--- begin ---
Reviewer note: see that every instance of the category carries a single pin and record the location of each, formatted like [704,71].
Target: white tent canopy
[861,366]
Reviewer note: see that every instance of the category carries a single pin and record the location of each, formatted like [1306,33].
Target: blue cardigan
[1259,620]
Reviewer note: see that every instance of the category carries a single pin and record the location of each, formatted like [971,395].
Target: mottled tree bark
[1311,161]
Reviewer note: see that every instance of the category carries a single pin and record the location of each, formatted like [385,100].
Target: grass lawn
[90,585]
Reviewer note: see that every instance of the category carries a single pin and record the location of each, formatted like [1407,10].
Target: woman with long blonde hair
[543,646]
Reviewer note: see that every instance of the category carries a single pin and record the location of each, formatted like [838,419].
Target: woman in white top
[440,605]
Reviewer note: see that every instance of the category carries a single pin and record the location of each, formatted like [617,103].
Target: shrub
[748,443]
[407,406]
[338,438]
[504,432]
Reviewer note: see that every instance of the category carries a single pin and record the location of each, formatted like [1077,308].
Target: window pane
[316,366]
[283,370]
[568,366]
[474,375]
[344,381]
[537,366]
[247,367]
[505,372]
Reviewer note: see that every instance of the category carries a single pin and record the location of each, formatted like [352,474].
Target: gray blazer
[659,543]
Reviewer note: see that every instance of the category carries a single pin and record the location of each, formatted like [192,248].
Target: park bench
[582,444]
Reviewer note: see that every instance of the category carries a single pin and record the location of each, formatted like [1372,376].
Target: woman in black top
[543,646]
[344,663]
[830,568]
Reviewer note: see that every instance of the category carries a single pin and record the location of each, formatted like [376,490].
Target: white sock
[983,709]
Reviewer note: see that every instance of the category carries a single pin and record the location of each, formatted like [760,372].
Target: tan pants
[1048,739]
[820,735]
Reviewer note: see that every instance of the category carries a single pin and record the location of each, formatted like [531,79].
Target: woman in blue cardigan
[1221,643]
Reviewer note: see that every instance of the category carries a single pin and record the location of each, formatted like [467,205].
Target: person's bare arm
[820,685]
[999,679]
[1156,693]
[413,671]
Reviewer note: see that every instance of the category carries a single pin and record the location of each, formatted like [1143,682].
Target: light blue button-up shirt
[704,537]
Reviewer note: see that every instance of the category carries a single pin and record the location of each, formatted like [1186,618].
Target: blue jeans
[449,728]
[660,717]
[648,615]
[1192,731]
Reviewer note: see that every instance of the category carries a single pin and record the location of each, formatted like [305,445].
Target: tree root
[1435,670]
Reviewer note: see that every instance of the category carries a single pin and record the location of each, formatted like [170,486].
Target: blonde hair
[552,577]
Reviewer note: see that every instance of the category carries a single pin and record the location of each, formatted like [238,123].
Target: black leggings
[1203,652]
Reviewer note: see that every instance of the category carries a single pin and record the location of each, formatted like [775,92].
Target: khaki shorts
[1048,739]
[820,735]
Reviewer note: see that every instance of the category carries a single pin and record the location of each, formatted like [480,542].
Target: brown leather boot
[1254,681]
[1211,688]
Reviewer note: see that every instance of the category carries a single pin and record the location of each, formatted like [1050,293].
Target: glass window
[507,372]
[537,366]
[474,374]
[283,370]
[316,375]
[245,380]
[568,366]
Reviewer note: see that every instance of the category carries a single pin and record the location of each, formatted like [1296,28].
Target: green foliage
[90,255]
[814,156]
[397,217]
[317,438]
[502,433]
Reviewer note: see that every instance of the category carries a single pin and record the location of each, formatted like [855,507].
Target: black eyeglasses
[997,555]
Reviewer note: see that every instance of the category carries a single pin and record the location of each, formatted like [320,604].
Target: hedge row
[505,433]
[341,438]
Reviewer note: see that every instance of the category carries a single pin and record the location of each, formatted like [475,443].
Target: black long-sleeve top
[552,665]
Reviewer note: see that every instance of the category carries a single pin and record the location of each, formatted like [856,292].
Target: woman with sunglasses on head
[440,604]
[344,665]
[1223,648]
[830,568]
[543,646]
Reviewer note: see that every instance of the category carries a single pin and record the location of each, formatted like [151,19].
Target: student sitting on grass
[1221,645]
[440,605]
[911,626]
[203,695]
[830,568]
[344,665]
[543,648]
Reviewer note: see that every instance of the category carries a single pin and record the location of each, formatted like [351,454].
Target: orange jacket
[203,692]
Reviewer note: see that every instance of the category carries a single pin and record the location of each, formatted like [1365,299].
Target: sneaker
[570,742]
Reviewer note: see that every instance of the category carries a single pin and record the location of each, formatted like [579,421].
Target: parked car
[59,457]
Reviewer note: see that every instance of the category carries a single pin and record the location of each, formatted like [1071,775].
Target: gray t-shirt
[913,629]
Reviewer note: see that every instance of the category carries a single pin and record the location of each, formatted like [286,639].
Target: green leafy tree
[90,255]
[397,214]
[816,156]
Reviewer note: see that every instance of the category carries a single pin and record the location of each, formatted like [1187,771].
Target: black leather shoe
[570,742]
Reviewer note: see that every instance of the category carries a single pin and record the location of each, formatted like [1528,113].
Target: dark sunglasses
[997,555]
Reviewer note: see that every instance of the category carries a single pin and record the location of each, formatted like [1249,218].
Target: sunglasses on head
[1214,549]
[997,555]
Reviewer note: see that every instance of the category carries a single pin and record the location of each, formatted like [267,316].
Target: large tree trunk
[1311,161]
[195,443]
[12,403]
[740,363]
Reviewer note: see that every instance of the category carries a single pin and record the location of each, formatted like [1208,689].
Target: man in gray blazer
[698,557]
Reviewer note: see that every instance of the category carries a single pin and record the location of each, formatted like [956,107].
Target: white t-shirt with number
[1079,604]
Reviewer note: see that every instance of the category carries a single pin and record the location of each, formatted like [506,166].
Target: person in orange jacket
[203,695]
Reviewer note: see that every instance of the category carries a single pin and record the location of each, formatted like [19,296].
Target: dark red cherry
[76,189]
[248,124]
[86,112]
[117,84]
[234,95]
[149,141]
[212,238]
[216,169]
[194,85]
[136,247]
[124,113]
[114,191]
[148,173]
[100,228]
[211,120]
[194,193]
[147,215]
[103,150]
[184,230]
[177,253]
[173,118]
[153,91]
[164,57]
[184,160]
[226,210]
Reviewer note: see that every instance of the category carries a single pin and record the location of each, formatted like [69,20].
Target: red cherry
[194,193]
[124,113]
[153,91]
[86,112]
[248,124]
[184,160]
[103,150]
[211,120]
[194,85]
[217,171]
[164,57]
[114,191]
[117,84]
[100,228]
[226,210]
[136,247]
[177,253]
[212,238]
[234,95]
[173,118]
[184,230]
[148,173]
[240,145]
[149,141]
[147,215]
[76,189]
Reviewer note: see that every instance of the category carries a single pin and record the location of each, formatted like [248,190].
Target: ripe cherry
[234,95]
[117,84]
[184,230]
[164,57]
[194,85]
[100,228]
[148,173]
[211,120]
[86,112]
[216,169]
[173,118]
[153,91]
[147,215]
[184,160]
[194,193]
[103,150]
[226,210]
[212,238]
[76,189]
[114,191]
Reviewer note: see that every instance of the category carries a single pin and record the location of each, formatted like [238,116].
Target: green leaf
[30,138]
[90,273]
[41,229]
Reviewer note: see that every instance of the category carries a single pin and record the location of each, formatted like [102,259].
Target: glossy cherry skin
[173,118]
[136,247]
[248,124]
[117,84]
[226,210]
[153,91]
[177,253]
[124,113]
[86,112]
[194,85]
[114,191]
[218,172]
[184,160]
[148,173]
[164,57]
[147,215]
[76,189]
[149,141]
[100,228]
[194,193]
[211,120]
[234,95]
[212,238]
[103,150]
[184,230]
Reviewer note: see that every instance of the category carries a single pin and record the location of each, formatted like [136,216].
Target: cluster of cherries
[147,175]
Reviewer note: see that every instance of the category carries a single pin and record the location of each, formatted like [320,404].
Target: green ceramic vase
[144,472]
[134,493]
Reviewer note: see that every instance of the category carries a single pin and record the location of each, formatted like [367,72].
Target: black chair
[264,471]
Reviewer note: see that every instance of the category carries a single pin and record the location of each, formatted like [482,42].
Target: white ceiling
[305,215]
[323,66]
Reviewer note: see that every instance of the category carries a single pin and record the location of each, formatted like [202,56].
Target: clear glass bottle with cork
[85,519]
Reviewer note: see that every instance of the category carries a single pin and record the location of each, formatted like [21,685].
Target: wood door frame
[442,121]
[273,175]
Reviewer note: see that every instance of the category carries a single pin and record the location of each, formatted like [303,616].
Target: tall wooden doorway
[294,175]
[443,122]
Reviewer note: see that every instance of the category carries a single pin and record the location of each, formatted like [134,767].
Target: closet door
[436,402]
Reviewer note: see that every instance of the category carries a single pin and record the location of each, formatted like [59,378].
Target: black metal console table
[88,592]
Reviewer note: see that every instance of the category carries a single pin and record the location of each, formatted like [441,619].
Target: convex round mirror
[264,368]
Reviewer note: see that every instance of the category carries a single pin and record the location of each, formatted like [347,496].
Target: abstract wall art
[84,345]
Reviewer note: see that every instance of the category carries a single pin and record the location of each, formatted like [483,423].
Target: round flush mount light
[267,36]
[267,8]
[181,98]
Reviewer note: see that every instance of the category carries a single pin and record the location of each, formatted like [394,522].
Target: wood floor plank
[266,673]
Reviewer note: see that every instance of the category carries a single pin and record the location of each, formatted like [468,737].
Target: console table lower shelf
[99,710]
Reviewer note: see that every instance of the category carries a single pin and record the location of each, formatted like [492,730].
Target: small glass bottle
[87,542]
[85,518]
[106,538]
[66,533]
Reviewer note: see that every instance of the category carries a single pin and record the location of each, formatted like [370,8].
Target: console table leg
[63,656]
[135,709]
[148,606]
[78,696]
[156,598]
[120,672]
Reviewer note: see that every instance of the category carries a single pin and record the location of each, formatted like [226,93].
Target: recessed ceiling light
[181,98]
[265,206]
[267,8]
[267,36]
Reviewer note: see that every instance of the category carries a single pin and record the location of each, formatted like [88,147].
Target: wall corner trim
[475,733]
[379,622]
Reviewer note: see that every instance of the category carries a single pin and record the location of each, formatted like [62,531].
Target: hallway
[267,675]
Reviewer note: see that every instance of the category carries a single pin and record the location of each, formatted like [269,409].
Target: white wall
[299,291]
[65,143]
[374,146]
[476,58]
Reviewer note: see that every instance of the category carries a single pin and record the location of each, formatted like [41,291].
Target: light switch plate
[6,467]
--- end ---
* **WHAT IS EXPECTED**
Repeat exactly, and only, the lines of the records above, starting with the line that contains "formatted like [62,531]." and ending with the final line, both included.

* **ANSWER**
Reviewer note: see that every instance of the category carries a single pin and record the location of each, formatted like [62,531].
Target: hallway
[267,675]
Reviewer note: see that every instance of the category carries a single pin and record the location of each, formatted like [269,409].
Target: white wall
[299,291]
[65,143]
[374,146]
[476,58]
Reviewer note: see that every instance of the category carries a single pin and record the location of each, formatted like [41,291].
Target: light switch plate
[6,467]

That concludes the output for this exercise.